AVAILABLE RECORDS:
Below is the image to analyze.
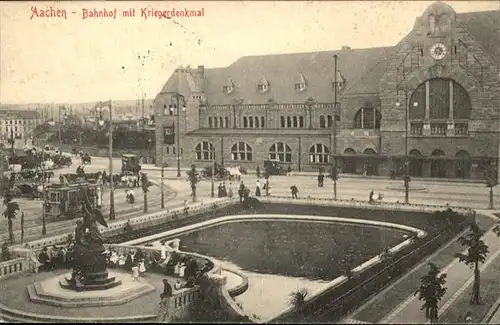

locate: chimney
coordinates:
[198,65,205,78]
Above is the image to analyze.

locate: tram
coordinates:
[45,181,101,220]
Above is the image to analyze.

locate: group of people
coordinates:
[38,245,69,271]
[368,190,384,204]
[217,182,229,197]
[106,248,145,275]
[125,189,135,204]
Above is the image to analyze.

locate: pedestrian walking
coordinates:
[255,180,260,197]
[290,185,299,199]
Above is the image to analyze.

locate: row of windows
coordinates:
[280,116,304,128]
[243,116,266,129]
[195,141,330,164]
[408,78,471,120]
[208,116,230,129]
[204,108,381,129]
[222,78,345,94]
[0,120,36,125]
[165,146,183,155]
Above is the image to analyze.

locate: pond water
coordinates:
[146,220,408,320]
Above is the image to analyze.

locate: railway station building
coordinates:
[153,2,500,179]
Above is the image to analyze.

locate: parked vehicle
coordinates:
[122,154,141,174]
[264,159,287,176]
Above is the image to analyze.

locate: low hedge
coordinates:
[274,210,471,323]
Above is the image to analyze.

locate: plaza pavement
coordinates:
[8,157,500,324]
[379,211,500,324]
[0,157,224,243]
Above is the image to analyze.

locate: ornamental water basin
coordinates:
[126,215,425,321]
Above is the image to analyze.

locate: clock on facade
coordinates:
[430,43,448,60]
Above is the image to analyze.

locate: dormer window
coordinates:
[257,85,269,92]
[222,78,234,94]
[257,76,269,93]
[222,85,234,94]
[295,73,307,91]
[332,71,347,91]
[295,82,306,91]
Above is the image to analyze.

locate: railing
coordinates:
[455,123,469,135]
[270,221,469,323]
[0,257,28,280]
[259,196,476,216]
[410,122,424,135]
[14,198,236,250]
[431,123,448,135]
[158,287,201,323]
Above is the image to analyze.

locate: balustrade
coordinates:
[431,123,448,135]
[0,257,28,280]
[455,123,469,135]
[410,122,424,135]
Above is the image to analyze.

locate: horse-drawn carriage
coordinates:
[45,181,100,220]
[80,153,92,165]
[52,154,73,167]
[11,169,54,199]
[122,154,141,175]
[199,163,246,181]
[264,159,287,176]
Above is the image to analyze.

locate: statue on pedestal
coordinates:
[70,188,108,290]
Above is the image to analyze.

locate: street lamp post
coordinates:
[101,100,116,220]
[331,54,338,200]
[41,140,47,236]
[160,129,165,209]
[396,86,412,204]
[175,93,184,177]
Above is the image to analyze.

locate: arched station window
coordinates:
[195,141,215,160]
[354,107,382,130]
[231,142,252,161]
[269,142,292,162]
[309,143,330,164]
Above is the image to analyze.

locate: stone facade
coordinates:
[155,2,500,178]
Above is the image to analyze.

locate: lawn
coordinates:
[350,211,498,323]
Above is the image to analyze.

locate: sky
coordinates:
[0,1,500,104]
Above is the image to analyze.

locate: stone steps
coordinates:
[0,304,157,323]
[28,283,154,308]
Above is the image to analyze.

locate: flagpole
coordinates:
[109,99,116,220]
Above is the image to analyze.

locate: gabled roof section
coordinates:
[296,72,307,85]
[160,67,192,100]
[457,10,500,67]
[204,47,392,105]
[0,110,40,120]
[259,75,269,86]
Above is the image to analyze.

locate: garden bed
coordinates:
[349,215,494,323]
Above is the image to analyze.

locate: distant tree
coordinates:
[2,243,11,262]
[484,165,498,209]
[187,164,198,202]
[288,288,309,316]
[455,223,489,305]
[141,173,153,212]
[2,187,20,243]
[415,263,446,323]
[493,213,500,237]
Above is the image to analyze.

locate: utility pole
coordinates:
[141,93,146,131]
[403,86,410,204]
[40,140,47,236]
[175,93,184,177]
[104,99,116,220]
[57,105,62,146]
[332,54,338,200]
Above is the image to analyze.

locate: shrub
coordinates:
[288,288,309,310]
[2,243,12,262]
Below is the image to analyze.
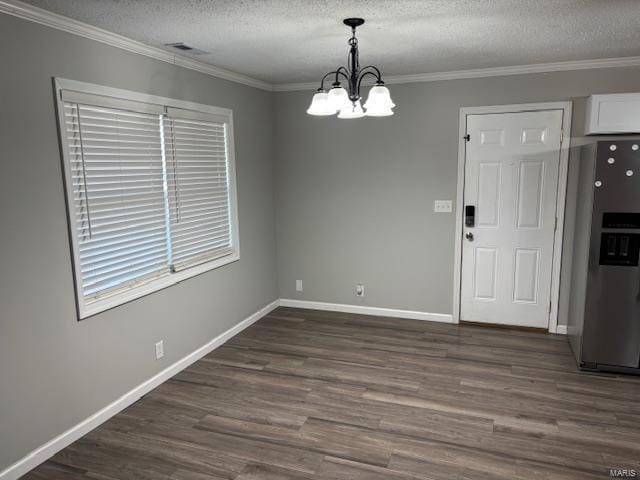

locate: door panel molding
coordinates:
[453,101,573,333]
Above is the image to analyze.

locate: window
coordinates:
[56,79,240,318]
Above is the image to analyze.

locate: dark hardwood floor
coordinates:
[23,308,640,480]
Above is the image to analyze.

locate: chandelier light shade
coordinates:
[307,18,396,118]
[307,92,338,116]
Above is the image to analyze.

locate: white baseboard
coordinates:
[0,300,280,480]
[280,298,455,323]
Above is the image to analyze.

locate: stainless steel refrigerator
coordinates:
[568,138,640,374]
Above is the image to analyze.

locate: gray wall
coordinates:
[0,14,277,471]
[276,67,640,318]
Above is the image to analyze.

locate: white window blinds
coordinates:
[64,102,167,299]
[59,82,239,318]
[164,109,232,271]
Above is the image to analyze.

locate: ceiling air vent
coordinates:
[164,42,207,55]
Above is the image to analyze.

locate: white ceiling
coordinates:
[17,0,640,84]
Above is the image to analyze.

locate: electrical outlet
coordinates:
[433,200,453,213]
[156,340,164,360]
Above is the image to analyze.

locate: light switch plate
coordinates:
[433,200,453,213]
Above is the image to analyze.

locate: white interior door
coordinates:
[460,110,563,328]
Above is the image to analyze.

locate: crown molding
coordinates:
[273,57,640,92]
[0,0,273,91]
[0,0,640,92]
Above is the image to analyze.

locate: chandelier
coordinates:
[307,18,395,118]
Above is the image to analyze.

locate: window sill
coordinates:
[78,248,240,320]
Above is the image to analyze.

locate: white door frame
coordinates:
[453,102,572,333]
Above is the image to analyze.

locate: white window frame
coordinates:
[54,78,240,320]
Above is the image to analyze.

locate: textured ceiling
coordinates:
[20,0,640,84]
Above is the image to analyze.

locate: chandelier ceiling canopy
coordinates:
[307,18,395,118]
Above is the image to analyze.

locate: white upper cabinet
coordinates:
[585,93,640,135]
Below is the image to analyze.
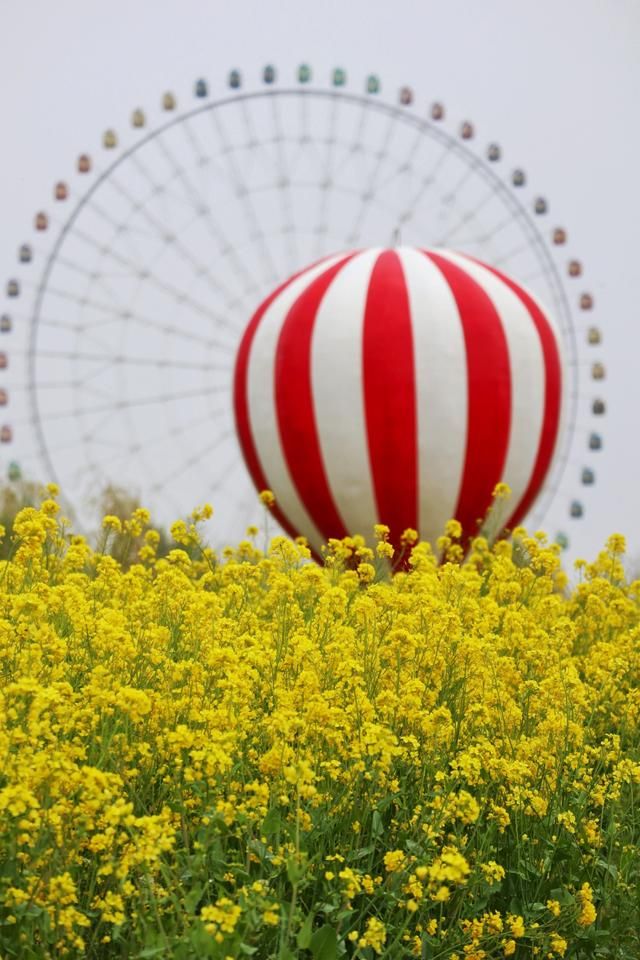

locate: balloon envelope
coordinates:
[234,247,563,551]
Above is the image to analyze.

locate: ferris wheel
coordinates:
[0,64,606,543]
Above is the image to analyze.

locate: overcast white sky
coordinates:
[0,0,640,554]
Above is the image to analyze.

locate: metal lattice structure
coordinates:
[0,65,605,541]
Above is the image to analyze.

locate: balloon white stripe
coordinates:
[247,254,344,551]
[311,249,380,539]
[397,247,467,544]
[440,251,545,526]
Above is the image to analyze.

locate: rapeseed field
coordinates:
[0,487,640,960]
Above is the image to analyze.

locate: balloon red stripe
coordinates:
[233,268,310,538]
[275,254,354,539]
[357,250,418,547]
[424,251,511,537]
[478,265,562,530]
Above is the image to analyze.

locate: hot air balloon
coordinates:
[234,247,562,553]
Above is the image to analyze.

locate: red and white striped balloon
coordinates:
[234,247,562,551]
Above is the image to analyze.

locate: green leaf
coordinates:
[349,844,375,862]
[297,913,313,950]
[287,857,307,884]
[184,885,206,913]
[262,807,282,837]
[278,945,296,960]
[310,923,338,960]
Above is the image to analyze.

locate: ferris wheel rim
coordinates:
[12,77,592,540]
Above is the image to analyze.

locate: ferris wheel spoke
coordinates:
[178,112,257,292]
[107,169,240,324]
[39,303,235,354]
[154,136,250,305]
[272,97,296,274]
[82,197,157,247]
[458,215,513,247]
[493,243,528,267]
[46,381,228,422]
[383,142,453,233]
[324,100,370,191]
[67,212,235,325]
[39,349,227,372]
[209,110,278,282]
[314,96,339,259]
[435,189,495,247]
[346,113,398,244]
[151,422,234,490]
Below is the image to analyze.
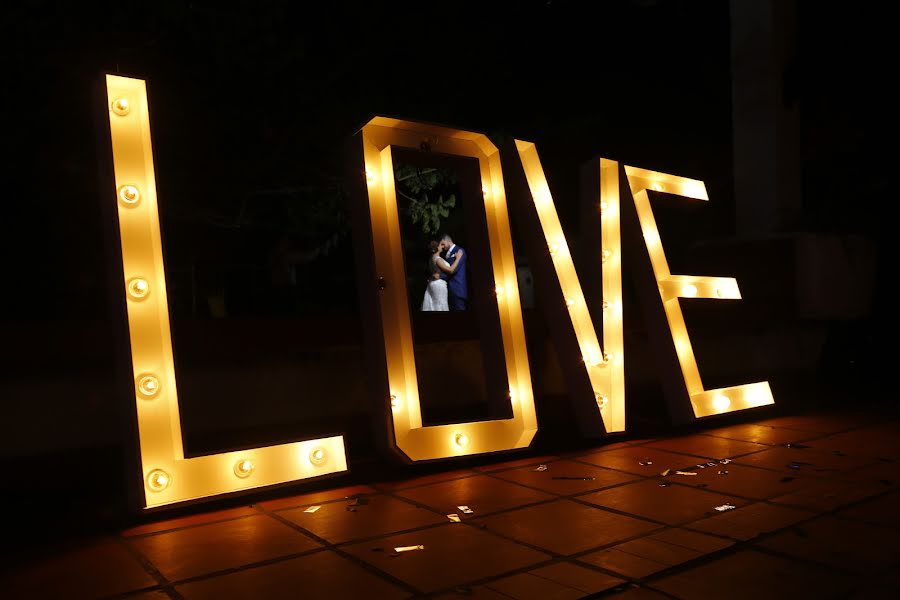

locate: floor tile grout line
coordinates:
[100,414,895,595]
[259,502,426,595]
[604,486,900,584]
[366,470,481,494]
[528,561,621,594]
[114,478,894,591]
[98,585,178,600]
[118,492,379,540]
[142,548,326,597]
[114,535,182,600]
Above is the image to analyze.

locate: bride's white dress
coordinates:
[422,256,450,311]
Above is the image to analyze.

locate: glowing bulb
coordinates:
[137,374,159,398]
[119,185,141,206]
[128,277,150,300]
[147,469,171,492]
[112,98,131,117]
[309,446,328,465]
[234,459,256,479]
[713,394,731,412]
[681,283,697,298]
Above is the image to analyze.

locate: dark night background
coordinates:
[0,0,893,544]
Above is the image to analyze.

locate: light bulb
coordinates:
[234,459,256,479]
[137,373,159,398]
[309,446,328,465]
[713,394,731,412]
[128,277,150,300]
[584,354,603,367]
[147,469,171,492]
[119,185,141,206]
[112,98,131,117]
[681,283,697,298]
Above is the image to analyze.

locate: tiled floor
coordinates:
[0,412,900,600]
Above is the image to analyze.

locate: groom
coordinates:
[441,233,469,310]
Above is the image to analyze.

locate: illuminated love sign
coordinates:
[100,75,773,509]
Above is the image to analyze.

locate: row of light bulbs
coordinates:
[147,446,328,492]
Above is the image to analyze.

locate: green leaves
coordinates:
[394,165,458,235]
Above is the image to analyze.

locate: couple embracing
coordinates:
[422,234,469,311]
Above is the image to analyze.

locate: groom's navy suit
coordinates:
[441,244,469,310]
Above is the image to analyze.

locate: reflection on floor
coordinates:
[7,410,900,600]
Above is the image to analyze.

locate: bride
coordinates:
[422,241,462,311]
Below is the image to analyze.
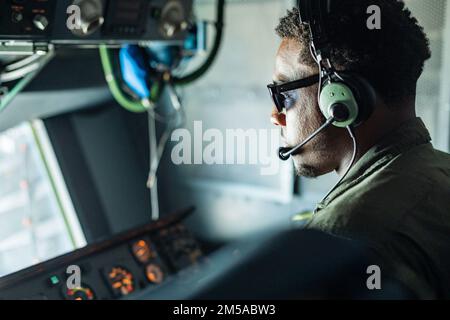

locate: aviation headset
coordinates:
[298,0,376,128]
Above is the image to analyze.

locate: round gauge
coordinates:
[63,284,95,300]
[106,267,134,297]
[145,263,164,284]
[132,240,156,263]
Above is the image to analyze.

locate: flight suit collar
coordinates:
[315,118,431,213]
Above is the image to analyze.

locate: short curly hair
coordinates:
[276,0,431,103]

WHAT TO PRODUCE: Filter the lines above, copying each one that contains the word "white".

CORRECT ANSWER:
locate: white baseboard
locate: white window blinds
locate: white ceiling
locate: white interior door
locate: white door frame
locate: white window frame
locate: white upper cabinet
locate: overcast white sky
locate: balloon white stripe
locate: red and white striped balloon
locate: bride's white dress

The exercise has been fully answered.